(Collected data entries)
****
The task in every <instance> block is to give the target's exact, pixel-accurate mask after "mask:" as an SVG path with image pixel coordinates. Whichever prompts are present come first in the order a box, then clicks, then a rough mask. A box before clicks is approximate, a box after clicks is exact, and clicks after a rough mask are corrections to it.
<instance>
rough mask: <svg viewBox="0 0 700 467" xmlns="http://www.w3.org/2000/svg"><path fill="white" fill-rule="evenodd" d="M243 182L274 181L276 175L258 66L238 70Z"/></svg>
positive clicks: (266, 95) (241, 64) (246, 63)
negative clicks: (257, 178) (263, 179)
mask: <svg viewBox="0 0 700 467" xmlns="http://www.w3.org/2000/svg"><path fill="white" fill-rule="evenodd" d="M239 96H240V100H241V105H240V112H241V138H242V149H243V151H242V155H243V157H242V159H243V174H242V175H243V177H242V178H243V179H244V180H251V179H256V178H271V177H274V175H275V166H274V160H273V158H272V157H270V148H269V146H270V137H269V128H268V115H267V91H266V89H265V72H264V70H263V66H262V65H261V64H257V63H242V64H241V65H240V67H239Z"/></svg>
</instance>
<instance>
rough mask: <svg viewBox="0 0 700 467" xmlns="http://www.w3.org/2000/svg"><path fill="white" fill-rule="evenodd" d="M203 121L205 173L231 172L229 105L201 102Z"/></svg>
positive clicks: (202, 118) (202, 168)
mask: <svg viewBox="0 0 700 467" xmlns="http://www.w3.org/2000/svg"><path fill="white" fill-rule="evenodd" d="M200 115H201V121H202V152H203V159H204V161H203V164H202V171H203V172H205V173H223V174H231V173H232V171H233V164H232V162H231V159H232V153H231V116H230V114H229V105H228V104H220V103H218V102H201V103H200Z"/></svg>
****
Rewrite all of the data above, swapping every occurrence of "rough mask" for "coarse mask" and leaving everything else untouched.

The task in every <instance> block is to give the target's exact, pixel-accurate mask after "mask:" as an SVG path with image pixel coordinates. Whichever prompts are present come first in the order a box, then clicks, then a coarse mask. A box before clicks is approximate, a box after clicks is exact, and clicks after a coarse mask are corrections to it.
<instance>
coarse mask: <svg viewBox="0 0 700 467" xmlns="http://www.w3.org/2000/svg"><path fill="white" fill-rule="evenodd" d="M243 182L274 181L276 175L258 66L238 70Z"/></svg>
positive clicks: (266, 95) (241, 64) (246, 63)
negative clicks: (257, 178) (263, 179)
mask: <svg viewBox="0 0 700 467" xmlns="http://www.w3.org/2000/svg"><path fill="white" fill-rule="evenodd" d="M239 96H240V100H241V105H240V112H241V138H242V149H243V151H242V155H243V157H242V159H243V174H242V175H243V177H242V178H243V179H244V180H251V179H256V178H271V177H274V175H275V166H274V160H273V158H272V157H270V148H269V146H270V137H269V128H268V115H267V91H266V89H265V72H264V70H263V66H262V65H261V64H257V63H242V64H241V65H240V67H239Z"/></svg>
</instance>
<instance>
coarse mask: <svg viewBox="0 0 700 467" xmlns="http://www.w3.org/2000/svg"><path fill="white" fill-rule="evenodd" d="M203 121L205 173L231 172L229 105L201 102Z"/></svg>
positive clicks: (202, 118) (202, 168)
mask: <svg viewBox="0 0 700 467" xmlns="http://www.w3.org/2000/svg"><path fill="white" fill-rule="evenodd" d="M200 115H201V121H202V152H203V159H204V161H203V164H202V171H203V172H205V173H223V174H231V173H232V171H233V164H232V162H231V159H232V153H231V116H230V114H229V105H228V104H220V103H218V102H201V103H200Z"/></svg>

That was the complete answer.